* [WHAT YOU ARE ASKED TO DO]:
The line with "Objective — for every instance of the person" marks where to begin. Please copy it and each line after it to the end of the records below, exactly.

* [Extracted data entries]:
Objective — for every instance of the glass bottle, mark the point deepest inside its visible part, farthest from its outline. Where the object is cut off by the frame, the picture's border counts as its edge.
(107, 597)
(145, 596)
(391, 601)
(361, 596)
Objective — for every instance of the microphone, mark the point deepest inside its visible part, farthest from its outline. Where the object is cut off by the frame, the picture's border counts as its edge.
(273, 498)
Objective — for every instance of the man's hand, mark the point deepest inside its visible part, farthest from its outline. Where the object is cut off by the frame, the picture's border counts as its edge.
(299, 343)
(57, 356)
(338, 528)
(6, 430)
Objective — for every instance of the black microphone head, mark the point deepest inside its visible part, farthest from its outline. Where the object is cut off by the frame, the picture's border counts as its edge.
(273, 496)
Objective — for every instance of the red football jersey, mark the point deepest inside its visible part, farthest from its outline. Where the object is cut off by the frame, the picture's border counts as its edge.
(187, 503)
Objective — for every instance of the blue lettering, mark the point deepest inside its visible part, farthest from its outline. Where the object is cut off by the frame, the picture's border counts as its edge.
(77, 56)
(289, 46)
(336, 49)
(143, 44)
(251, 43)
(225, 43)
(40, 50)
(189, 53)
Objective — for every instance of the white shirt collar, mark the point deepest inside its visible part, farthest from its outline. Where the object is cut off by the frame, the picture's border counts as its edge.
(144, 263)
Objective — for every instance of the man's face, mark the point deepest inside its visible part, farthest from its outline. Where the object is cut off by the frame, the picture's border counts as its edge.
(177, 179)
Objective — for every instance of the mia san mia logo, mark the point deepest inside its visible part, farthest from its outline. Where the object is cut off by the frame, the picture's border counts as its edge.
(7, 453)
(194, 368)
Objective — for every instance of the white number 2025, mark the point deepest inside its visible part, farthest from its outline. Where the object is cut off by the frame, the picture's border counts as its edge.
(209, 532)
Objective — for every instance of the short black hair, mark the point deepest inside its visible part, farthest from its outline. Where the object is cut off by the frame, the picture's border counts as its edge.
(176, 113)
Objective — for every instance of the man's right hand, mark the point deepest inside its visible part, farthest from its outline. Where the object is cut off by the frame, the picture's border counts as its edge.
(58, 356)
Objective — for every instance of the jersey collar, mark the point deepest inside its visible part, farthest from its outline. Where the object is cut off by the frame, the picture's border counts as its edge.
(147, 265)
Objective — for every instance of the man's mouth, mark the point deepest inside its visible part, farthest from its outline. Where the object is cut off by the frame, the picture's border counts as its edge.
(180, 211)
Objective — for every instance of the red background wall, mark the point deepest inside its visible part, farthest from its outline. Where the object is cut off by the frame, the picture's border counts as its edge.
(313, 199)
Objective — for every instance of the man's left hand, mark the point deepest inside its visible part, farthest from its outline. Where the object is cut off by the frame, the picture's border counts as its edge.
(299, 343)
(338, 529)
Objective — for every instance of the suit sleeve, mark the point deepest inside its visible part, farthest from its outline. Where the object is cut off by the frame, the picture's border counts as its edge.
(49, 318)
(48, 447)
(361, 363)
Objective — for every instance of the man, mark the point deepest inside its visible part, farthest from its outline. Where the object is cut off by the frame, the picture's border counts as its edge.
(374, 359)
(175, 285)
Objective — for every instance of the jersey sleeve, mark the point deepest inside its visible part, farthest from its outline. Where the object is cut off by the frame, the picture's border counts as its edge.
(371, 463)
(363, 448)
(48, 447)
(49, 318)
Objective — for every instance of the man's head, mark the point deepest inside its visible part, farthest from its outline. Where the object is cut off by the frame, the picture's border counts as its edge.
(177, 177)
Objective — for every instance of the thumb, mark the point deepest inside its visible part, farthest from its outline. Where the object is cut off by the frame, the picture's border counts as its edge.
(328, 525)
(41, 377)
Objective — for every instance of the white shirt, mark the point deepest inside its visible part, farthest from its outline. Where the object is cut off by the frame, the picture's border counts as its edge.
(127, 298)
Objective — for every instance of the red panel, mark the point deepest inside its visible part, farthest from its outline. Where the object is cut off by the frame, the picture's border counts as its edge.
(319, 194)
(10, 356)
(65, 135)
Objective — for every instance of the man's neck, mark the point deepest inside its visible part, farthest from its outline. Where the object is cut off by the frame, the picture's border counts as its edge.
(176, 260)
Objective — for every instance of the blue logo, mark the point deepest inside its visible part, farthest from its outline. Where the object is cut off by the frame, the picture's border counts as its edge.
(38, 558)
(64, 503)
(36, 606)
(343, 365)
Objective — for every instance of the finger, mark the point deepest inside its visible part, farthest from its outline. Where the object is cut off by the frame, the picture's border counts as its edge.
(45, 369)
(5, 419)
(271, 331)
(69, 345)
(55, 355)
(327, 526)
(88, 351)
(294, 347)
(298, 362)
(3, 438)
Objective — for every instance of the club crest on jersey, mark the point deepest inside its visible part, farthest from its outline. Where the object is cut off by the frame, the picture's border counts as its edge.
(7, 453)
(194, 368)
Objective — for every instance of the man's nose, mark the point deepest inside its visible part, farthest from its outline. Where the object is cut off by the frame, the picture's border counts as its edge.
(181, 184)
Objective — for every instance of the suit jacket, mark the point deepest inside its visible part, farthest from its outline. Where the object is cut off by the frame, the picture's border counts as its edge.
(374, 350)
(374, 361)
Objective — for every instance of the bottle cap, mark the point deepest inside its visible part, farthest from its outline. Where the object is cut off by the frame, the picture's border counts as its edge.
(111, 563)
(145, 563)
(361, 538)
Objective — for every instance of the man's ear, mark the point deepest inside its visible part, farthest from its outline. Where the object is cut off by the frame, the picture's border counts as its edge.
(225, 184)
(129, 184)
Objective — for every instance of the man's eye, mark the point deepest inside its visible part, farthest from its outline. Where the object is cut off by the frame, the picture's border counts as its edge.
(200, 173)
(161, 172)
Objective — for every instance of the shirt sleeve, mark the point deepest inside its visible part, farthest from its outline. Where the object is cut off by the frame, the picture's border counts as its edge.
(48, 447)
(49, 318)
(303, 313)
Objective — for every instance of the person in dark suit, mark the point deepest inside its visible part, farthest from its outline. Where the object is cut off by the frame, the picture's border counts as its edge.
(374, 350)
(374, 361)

* [ANSWER BELOW]:
Objective — for every instance of the person in dark suit, mark the point deepest inside its visible part, farthest from its outline. Where the object is cut off by the frame, the picture's border counts as its edge.
(374, 350)
(374, 361)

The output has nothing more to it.